* **Série d'exercices**
A – Répondez aux questions suivantes d'après le texte de l'exercice.
(i) Qu'est-ce que la personne qui s'exprime évitait déjà ?
(ii) Par quels deux adjectifs la période est-elle qualifiée ?
(iii) Qu'est-ce qui nous fige dans un immobilisme civique ?
B – Dites si chacune des affirmations suivantes concorde avec le texte de l'exercice.
(i) La personne qui s'exprime trouve inconfortable de se laisser gouverner.
(ii) Elle pense que les sorties vont lui manquer.
(iii) Selon elle, tout le monde doit se plier à la même règle.
C – Recopiez fidèlement le passage du texte de l'exercice compris entre « Je vais savourer » et « la même règle. », ces deux bornes incluses.

* **Texte de l'exercice**
# # # #

C'est confortable, pour moi, toujours, de se laisser gouverner ainsi. D'avoir simplement à appliquer, en faisant confiance aux compétences des autorisés. Une passivité douillette d'adulte mal maturée me tient, aussi, en plus de mes autres failles. 
Je ne vais pas me flageller plus avant, allez !

Je vais savourer ce temps, en toute bonne conscience, puisque pour le moment, c'est le mieux qu'il y ait à faire. Puisque tout le monde doit se plier à la même règle.
Les sorties, les rassemblements, les déplacements libres et impromptus, j'évitais déjà. Ca ne me manquera pas. 
Je suis sans effort une citoyenne exemplaire de cette période étrange, irréelle.
Jamais je n'aurais imaginé un scénario aussi inédit. La sidération nous fige dans un immobilisme civique.

# # # #

* **Extrait des données**

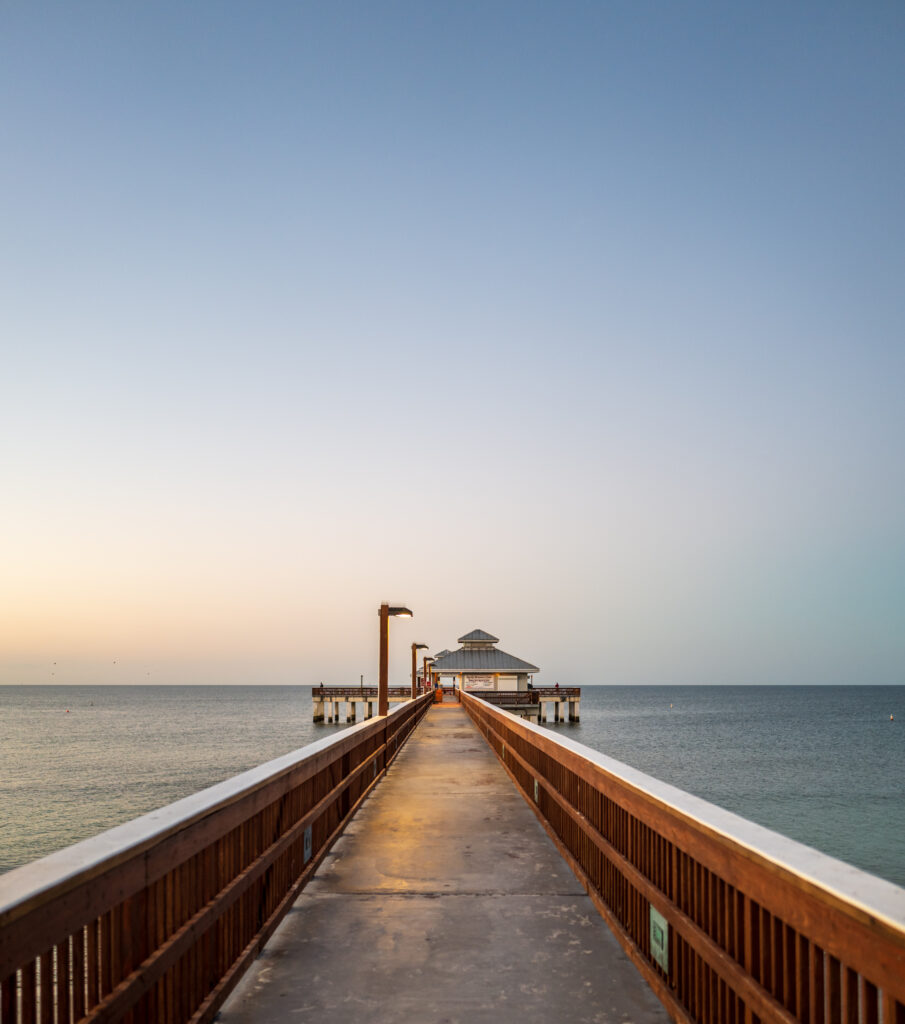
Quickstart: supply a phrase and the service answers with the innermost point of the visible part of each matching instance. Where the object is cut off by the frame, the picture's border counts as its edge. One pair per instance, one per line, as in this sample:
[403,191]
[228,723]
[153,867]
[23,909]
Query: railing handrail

# # # #

* **Corrigé des exercices**
A –
(i) Les sorties, les rassemblements, les déplacements libres et impromptus.
(ii) Étrange et irréelle.
(iii) La sidération.

B –
(i) Non : « C'est confortable, pour moi, toujours, de se laisser gouverner ainsi. »
(ii) Non : « Ca ne me manquera pas. »
(iii) Oui : « Puisque tout le monde doit se plier à la même règle. »

C –
Je vais savourer ce temps, en toute bonne conscience, puisque pour le moment, c'est le mieux qu'il y ait à faire. Puisque tout le monde doit se plier à la même règle.